Transcribe exactly, and only, the lines from the one containing "Question. Identify every instance of the jacket" through the last line of the data.
### The records ###
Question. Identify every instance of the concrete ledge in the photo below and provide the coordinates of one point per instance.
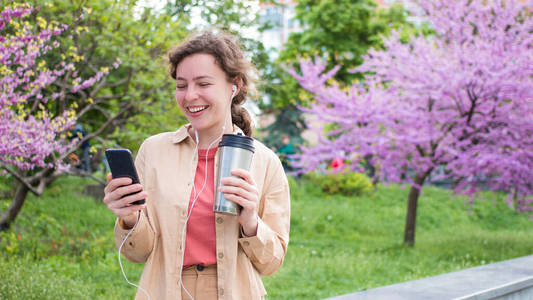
(510, 279)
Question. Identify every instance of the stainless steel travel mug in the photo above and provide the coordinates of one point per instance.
(235, 151)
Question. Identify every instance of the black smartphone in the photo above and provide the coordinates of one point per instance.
(121, 165)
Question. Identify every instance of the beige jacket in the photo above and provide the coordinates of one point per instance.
(166, 164)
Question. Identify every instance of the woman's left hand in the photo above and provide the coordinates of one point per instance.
(243, 191)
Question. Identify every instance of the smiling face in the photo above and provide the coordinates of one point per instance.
(203, 93)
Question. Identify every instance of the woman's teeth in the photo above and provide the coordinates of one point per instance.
(197, 108)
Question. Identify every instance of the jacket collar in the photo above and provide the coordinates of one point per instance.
(183, 133)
###
**Your response**
Question. Identify every instance of the jacket collar in the photo above and provide the coordinates of one point per instance.
(183, 133)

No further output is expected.